◆ **Text segment**
══════════════════════════════

Who should decide when we die?

Published by The i paper (28th September, 2020)

Yew Trees was called a hospital but sounds more like hell. It was supposed to be a sanctuary for women with learning disabilities but instead they were subjected to torture. Inspectors from the Care Quality Commission glimpsed life inside this grim place from CCTV footage after a tip-off from the owners. They saw “abusive, disrespectful, intimidating, aggressive and inappropriate” behaviour by staff that included kicking, slapping and dragging patients along the floor. People feared repercussions for speaking out because of a belief that managers did not take concerns seriously.Thankfully this 10-bed unit has been shut down. Eight staff were suspended, four sacked and details reported to Essex police.

But this is just the latest in a string of such scandals that expose a profoundly flawed system of so-called care for people with autism, learning disabilities and mental health problems. They reveal reliance on detention, sedation and violent restraint instead of respect for human beings in need of support. The watchdog had issued warnings on safety at Yew Trees. The owner, a firm called Cygnet, has been involved in other recent outrages including Whorlton Hall, closed last year after BBC revelations of grotesque cruelty. Yet it still bunged a £485,000 pay rise to its best-paid boss.

Every time these horror stories emerge there is talk of zero tolerance. Firms make hollow promises to learn lessons. Politicians, if they bother to say anything, spew out platitudes but take no action. Charities that claim to speak for victims and families issue press releases while profiting from the system. With depressing regularity we see how little society cares about people with learning disabilities. Note how they are largely ignored in the scandal over coronavirus deaths in care homes and swept aside in the debate over social care. And when are they ever mentioned in feverish discussions on diversity?

Now flip to another issue bubbling away in the political undercurrents: the difficult subject of assisted dying. There is growing backing at Westminster to reform the euthanasia laws. Relatives of terminally ill people who sued for the right to die have demanded an inquiry. Polling shows strong public support. Former cabinet minister Andrew Mitchell, chair of a new all-party group of MPs, predicts this parliament will back “limited proposals” that would allow people within six months of the end of their life to request an earlier death. “We are not looking here for a massive change – we are looking for very, very tight reform,” he told Sky News.

══════════════════════════════

◆ **Assignment**
Pick up the opinion piece on care scandals and assisted dying after its last sentence, and keep going in the same voice.

◆ **Image-grounded pointing data**

══════════════════════════════

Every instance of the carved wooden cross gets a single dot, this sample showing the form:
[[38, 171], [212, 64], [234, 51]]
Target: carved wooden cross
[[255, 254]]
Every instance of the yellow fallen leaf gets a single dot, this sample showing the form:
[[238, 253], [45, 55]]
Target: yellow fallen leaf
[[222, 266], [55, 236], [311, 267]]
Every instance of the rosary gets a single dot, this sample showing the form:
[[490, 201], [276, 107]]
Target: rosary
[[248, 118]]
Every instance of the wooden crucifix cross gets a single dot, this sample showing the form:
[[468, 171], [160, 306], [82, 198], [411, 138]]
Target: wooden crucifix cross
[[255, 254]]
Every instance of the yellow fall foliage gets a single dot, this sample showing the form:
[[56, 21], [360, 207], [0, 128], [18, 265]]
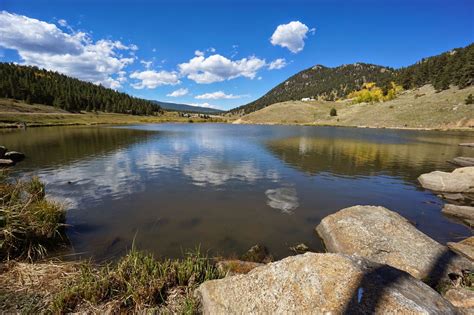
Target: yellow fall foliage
[[371, 93]]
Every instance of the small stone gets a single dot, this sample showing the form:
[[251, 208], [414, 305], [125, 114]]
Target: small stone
[[463, 212], [257, 253], [15, 156], [461, 180], [300, 248], [6, 162], [455, 197], [234, 266], [3, 150]]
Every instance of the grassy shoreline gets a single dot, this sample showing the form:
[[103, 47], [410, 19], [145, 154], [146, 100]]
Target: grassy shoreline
[[14, 113]]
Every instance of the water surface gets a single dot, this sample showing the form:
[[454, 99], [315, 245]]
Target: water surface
[[173, 187]]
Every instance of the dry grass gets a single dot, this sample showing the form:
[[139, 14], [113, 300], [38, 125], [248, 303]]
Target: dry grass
[[137, 283], [30, 287], [421, 108]]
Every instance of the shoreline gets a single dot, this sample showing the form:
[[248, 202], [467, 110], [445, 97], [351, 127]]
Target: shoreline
[[357, 126]]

══════════════════════════════

◆ **Output for this exercise**
Who could argue against this tweak of the law to remove pain for people in intense suffering? Certainly as an atheist and a liberal, I have no moral or political qualms about allowing people to chose the timing of their own death in such circumstances, despite having seen the tender brilliance of our palliative care system. Yet I resist loosening of the law since this would be the start of a slippery slope – and I fear our society is so dismissive of people with autism, disabilities and mental health problems that it cannot be trusted to offer them protection.

This has been proved again with the pandemic, which hit people with disabilities so hard, just as it is shown by the awful failure of ministers to stop people being locked up in hellholes.

The proponents of euthanasia always talk of tight reform. But the reality is rather different. “Every time a line was drawn it was also pushed back,” wrote Bert Keizer recently in the Dutch Medical Association Journal. He confesses that critics of his nation’s pioneering legalisation of euthanasia at start of this century were correct in warning that if you embark on this path “you irrevocably slide down to the random killing of defenceless sick people.”

The reason is simple: if suffering of terminally ill patients is legal cause to end a life, then why not the chronic suffering of those with dementia, depression or elderly people who no longer want to live? Dr Keizer is one of his country’s most prominent practitioners of euthanasia and Holland, along with its neighbour and fellow pioneer Belgium, proves his point.

Assisted dying in The Netherlands accounts for one in 25 deaths, while activists want legal permission for older people to obtain drugs on demand to die. A court case ruled euthanasia can be carried out on people with dementia even if they no longer express clear desire to die. Belgium has extended the idea to children and mental health patients. Last year, I met a 21-year-old woman who had set out on the legal road to death because of depression, showing how this is such very tough terrain. Belgian courts recently cleared three doctors in a landmark case over the death of a 38-year-old woman whose sisters argued that she was simply depressed after a failed relationship.

Tine Nys had been diagnosed with autism and the court fight revolved around whether her mental distress was “a serious and incurable disorder”. A group of experts who reviewed other incidents of people with autism or learning disabilities permitted to die have shown how isolation and inability to participate in society were ruled to meet the legal rules for ending life as “unbearable suffering.”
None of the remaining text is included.